RECORDED INFORMATION:
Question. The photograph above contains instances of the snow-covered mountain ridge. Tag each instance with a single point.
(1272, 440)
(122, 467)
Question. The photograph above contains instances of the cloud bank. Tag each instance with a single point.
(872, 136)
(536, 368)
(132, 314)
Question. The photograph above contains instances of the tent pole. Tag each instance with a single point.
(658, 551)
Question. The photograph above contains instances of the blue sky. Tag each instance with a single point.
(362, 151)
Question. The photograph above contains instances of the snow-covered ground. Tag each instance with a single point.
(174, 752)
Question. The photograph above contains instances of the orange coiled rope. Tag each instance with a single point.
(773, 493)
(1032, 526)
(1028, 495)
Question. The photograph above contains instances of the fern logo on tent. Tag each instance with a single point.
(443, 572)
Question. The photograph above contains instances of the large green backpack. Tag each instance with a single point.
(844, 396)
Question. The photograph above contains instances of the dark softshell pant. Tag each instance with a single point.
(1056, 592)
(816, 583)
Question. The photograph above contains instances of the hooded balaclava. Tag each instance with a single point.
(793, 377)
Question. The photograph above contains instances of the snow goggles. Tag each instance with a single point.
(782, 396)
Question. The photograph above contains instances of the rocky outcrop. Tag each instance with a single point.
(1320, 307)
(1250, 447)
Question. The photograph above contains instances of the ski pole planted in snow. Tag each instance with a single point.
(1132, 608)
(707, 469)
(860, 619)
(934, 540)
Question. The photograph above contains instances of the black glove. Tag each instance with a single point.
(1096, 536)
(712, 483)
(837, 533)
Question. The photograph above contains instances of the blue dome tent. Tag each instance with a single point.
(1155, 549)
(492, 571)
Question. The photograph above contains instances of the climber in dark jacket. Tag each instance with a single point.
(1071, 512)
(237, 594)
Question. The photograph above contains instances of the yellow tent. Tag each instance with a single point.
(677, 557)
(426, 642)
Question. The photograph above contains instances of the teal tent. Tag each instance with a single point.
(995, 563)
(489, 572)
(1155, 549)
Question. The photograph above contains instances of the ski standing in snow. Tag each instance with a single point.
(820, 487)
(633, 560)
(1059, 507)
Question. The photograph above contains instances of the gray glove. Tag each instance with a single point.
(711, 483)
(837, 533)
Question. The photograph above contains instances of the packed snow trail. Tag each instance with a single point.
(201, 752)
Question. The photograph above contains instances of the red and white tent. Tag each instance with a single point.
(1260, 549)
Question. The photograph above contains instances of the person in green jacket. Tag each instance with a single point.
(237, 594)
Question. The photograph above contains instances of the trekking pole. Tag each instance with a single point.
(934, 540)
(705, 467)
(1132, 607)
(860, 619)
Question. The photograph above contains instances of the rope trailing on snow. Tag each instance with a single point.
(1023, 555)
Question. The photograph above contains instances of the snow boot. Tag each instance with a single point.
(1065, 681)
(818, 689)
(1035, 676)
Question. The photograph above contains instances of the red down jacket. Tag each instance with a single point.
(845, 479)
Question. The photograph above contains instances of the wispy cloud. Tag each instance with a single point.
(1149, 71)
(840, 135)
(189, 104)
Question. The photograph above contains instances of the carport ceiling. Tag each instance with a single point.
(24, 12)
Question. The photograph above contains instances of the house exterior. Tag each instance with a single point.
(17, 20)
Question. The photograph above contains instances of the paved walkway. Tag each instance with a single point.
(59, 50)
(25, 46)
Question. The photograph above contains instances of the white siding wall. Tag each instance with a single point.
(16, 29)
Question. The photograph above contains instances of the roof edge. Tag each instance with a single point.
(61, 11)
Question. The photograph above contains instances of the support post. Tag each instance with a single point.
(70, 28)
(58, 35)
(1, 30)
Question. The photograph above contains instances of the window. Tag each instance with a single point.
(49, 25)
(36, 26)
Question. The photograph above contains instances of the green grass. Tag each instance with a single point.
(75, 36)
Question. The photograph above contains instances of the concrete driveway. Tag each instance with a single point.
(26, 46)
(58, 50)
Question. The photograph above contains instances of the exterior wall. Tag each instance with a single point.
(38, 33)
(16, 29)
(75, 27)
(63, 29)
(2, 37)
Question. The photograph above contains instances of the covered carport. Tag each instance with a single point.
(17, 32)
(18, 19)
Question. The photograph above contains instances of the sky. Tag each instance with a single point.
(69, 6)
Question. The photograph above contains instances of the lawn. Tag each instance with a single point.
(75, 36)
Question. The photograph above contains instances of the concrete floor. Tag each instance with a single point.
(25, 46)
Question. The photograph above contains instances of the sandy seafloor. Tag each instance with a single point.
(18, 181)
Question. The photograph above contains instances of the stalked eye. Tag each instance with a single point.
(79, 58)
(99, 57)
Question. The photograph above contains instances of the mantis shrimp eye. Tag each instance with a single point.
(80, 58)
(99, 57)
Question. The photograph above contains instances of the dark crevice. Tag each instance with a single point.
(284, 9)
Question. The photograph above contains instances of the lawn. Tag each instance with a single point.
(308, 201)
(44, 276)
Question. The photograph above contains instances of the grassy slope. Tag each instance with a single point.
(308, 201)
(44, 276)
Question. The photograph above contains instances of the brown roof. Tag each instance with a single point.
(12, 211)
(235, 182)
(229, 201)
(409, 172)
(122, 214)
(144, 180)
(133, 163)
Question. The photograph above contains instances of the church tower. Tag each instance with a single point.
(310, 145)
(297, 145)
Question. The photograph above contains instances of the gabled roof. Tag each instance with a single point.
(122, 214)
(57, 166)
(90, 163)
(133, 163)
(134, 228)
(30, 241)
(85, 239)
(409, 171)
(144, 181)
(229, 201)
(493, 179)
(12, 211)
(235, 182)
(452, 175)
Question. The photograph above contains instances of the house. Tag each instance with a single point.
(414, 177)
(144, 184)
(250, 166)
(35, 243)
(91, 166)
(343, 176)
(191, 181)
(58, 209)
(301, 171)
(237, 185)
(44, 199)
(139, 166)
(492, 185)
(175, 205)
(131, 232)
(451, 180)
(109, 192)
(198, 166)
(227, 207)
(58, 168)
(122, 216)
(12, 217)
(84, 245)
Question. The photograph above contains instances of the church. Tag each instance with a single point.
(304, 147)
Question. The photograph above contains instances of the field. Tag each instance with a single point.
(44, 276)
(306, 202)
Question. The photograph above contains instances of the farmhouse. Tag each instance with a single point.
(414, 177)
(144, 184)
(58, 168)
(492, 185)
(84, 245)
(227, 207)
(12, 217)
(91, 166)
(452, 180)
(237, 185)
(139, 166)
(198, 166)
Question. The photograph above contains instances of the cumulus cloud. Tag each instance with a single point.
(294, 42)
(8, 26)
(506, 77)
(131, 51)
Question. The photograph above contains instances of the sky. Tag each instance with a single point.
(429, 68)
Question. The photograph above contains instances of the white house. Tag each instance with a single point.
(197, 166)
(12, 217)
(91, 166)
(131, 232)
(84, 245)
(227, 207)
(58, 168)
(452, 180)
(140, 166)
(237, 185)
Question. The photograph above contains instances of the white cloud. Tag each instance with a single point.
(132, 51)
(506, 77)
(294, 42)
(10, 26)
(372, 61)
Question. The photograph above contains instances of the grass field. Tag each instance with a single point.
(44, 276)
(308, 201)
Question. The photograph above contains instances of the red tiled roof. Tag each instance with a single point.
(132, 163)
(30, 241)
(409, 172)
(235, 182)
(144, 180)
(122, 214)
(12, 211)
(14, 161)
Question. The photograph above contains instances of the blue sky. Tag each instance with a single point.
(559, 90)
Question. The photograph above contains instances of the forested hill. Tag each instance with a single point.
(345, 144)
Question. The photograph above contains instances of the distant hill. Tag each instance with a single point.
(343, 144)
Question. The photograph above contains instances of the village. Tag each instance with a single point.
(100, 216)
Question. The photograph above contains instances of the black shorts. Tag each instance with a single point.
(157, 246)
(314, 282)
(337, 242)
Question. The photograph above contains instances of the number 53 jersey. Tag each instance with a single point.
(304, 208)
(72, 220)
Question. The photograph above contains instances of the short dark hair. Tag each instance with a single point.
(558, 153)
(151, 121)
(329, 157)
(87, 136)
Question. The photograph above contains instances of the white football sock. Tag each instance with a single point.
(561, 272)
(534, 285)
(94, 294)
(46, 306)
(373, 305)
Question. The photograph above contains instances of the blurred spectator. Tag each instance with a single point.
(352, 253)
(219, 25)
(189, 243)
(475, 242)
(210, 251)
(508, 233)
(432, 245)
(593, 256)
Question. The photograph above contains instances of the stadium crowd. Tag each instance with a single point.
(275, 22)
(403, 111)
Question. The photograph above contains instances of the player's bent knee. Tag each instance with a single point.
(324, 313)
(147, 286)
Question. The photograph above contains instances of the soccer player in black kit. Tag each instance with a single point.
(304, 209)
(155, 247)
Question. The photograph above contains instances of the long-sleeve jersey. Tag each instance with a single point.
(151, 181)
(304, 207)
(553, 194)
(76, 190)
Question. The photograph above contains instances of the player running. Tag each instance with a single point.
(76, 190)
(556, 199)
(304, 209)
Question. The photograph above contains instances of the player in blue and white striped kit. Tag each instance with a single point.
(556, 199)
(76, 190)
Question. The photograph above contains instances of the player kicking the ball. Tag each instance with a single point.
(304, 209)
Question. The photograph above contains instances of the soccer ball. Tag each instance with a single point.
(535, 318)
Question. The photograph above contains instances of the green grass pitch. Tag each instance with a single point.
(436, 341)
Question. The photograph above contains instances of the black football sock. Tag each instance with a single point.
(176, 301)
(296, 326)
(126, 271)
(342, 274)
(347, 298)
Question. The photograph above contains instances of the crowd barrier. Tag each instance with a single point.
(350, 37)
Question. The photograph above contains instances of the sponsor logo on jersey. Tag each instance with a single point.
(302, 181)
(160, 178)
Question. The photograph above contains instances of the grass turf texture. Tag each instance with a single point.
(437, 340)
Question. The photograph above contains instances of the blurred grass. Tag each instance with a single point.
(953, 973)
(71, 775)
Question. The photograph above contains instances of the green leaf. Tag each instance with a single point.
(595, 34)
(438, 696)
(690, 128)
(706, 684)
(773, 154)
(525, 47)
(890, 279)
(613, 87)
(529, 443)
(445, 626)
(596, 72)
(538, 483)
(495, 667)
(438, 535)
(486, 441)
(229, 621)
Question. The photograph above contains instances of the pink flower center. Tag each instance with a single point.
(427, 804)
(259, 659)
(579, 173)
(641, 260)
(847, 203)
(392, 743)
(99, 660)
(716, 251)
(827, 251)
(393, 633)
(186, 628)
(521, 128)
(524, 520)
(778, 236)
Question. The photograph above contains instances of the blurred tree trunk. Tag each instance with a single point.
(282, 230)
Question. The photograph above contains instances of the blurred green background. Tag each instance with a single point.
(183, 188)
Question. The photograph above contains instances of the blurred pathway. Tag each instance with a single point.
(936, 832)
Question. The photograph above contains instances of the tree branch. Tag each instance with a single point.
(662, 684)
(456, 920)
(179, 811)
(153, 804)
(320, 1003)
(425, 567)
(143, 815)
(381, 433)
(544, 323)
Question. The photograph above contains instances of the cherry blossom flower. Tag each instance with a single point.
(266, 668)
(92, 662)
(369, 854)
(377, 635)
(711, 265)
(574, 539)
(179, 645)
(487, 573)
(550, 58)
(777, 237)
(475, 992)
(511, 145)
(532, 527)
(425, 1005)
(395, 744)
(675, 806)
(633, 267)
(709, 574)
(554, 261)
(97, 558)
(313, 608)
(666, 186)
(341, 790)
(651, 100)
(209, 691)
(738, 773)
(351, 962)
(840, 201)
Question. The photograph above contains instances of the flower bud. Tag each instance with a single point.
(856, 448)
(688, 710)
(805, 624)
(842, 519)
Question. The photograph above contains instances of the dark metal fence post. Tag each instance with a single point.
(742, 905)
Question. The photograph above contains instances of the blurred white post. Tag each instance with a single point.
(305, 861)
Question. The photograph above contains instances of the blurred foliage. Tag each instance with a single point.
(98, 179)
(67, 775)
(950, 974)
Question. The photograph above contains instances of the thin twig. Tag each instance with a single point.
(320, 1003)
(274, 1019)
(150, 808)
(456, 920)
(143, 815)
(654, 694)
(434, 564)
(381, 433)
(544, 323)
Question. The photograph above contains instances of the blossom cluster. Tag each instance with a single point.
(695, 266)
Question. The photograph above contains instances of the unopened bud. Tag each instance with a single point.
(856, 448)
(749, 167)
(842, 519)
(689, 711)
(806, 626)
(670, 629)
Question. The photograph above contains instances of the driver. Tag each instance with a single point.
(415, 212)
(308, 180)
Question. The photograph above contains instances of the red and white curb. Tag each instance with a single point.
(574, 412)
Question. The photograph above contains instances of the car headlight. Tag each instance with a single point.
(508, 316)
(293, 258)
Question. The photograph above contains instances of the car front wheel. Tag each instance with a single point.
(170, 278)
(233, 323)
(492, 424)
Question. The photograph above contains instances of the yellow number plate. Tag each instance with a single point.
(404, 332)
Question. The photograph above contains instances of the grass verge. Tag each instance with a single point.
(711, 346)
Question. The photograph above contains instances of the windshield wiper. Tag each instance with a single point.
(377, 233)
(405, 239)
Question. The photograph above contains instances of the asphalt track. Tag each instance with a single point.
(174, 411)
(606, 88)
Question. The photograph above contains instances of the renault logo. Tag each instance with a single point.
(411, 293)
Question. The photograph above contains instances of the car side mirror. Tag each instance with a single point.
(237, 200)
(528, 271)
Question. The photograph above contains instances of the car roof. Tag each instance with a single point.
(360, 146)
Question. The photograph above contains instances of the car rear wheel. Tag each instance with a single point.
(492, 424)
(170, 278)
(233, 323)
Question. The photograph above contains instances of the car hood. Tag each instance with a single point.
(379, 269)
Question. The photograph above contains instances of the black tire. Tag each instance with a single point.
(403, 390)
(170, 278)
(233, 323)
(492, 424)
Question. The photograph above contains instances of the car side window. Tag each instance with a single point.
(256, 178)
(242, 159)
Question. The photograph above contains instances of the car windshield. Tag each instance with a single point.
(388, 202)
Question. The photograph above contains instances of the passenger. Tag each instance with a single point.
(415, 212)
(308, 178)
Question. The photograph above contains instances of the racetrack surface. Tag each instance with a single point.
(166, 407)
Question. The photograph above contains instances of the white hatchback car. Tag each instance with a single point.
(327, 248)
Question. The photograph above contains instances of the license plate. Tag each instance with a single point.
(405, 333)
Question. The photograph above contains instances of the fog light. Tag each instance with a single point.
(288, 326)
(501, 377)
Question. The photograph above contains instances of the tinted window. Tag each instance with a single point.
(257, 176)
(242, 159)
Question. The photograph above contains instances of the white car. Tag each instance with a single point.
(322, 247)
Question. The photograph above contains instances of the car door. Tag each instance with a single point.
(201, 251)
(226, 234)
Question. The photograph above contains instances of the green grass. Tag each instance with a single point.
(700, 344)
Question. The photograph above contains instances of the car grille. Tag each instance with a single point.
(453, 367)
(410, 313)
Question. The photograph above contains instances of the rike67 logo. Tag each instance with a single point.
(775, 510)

TASK DESCRIPTION:
Copy only the stretch running from the line containing "Question. The photograph above contains instances of the license" to the final line of the entries, both ends included, exactly as it stands.

WORKED ANSWER:
Question. The photograph above contains instances of the license plate. Tag each instance with a single point.
(405, 333)
Question. The photograph above contains instances of the fog light. Tag each instance with a single point.
(288, 326)
(501, 377)
Question. The photograph above contains instances of the tinted window. Tag each instance with a single point.
(257, 176)
(242, 159)
Question. The photograph above contains instances of the white car. Tag each instance with a single point.
(322, 247)
Question. The photograph above contains instances of the car door. Tag each instance with a single point.
(201, 251)
(226, 234)
Question. The photograph above contains instances of the green grass. Tag each instance with a single point.
(700, 344)
Question. The photograph above contains instances of the car grille. Tag each instance with a single point.
(453, 367)
(410, 313)
Question. The photograph above contains instances of the rike67 logo. Tag each instance with a single point.
(775, 510)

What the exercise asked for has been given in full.